▶ Arbeitsauftrag
Schreib aus der Konzertkritik zum Weihnachtsoratorium den Abschnitt wortgetreu ab, der mit „Kurz entschlossen wandte“ beginnt und bis einschließlich „Darstellung dieses Bach-Oratoriums.“ reicht.

▶ Textauszug

Bachs Kantaten und Harnoncourts Erbe
Stefan Gottfried sprang beim »Weihnachtsoratorium« im Konzerthaus für Philippe Jordan ein.
Oft ist es am Abend anders. Wie zuletzt im Wiener Konzerthaus. Philippe Jordan, Chefdirigent der Wiener Symphoniker und designierter Musikdirektor der Wiener Staatsoper, sollte mit seinem Orchester, dem Wiener Singverein, und einem ausgewählten Solistenensemble die drei ersten Kantaten aus Johann Sebastian Bachs Weihnachtsoratorium an drei Abenden im Großen Konzerthaussaal dirigieren. Doch er musste krankheitsbedingt seine Aufgabe zurücklegen – wie auch die vorgesehenen beiden Herrensolisten, Werner Güra und Andr`e Schuen.
Kurz entschlossen wandte sich die Wiener Konzerthausgesellschaft, denn die Aufführungen standen unmittelbar bevor, an Stefan Gottfried, den langjährigen Mitarbeiter von Nikolaus Harnoncourt, mittlerweile auch dessen Nachfolger als Leiter des Concentus musicus und Professor an der Wiener Musikuniversität. Er sprang in letzter Minute für den Symphoniker-Chef ein und sorgte schließlich – die zweite Überraschung dieser Serie – für eine lebendige, meist hochkarätige Darstellung dieses Bach-Oratoriums.
So ohne weiteres vorauszusehen war das nicht. Denn Gottfried musste in höchst knapper Zeit die Ensembles erst einmal von seinen interpretatorischen Vorstellungen überzeugen. Und die sind unzwei- felhaft von Harnoncourts Klangrede geprägt. Vor allem für die Symphoniker bedeutete das eine Umstellung, weniger für die Wiener Singakademie, die bei diesen Aufführungen einmal mehr zeigte, auf welches Niveau sie sich durch die langjährige Arbeit mit Heinz Ferlesch gesteigert hat. Überzeugender Chor. Aber offensichtlich fanden beide, Orchester und Chor, an Stefan Gottfrieds Ideen viel Gefallen, selbst wenn es da und dort noch einigen Feinschliffs beim Orchester bedurft hätte, in dem vor allem Bläser einmal mehr ihre besondere Klasse aufblitzen ließen. Die Choristen überzeugten vornehmlich in den mit viel Artikulationsklarheit und Phrasierungsintelligenz interpretierten Chorälen, präsentierten auch die rascheren Partien, für die der Dirigent zügige Tempi nahm, meist sehr durchsichtig.

[Dateneinträge]

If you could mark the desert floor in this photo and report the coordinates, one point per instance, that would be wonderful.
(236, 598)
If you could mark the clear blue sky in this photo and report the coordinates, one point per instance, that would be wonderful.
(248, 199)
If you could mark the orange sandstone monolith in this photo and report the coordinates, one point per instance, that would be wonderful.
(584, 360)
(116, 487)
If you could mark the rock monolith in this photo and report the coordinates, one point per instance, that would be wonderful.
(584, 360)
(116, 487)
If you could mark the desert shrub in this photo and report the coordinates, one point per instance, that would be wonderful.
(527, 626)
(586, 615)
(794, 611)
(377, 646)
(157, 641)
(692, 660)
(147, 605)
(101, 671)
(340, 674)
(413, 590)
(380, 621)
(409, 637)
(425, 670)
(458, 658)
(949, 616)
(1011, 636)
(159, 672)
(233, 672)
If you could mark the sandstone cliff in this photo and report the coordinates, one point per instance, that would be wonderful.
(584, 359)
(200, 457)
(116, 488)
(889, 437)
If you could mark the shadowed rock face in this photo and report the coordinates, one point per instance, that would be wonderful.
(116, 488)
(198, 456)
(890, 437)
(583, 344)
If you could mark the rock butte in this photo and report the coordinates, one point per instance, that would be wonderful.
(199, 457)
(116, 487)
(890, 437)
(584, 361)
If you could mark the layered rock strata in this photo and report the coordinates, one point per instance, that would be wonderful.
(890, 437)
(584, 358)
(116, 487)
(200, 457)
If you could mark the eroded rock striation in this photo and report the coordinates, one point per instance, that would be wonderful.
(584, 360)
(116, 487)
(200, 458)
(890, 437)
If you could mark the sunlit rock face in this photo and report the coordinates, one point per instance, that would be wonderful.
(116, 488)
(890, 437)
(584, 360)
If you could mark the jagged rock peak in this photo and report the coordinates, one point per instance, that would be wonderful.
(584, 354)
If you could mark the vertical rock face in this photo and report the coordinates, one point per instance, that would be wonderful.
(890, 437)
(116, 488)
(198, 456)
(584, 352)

▶ Antwort zur Aufgabe
Kurz entschlossen wandte sich die Wiener Konzerthausgesellschaft, denn die Aufführungen standen unmittelbar bevor, an Stefan Gottfried, den langjährigen Mitarbeiter von Nikolaus Harnoncourt, mittlerweile auch dessen Nachfolger als Leiter des Concentus musicus und Professor an der Wiener Musikuniversität. Er sprang in letzter Minute für den Symphoniker-Chef ein und sorgte schließlich – die zweite Überraschung dieser Serie – für eine lebendige, meist hochkarätige Darstellung dieses Bach-Oratoriums.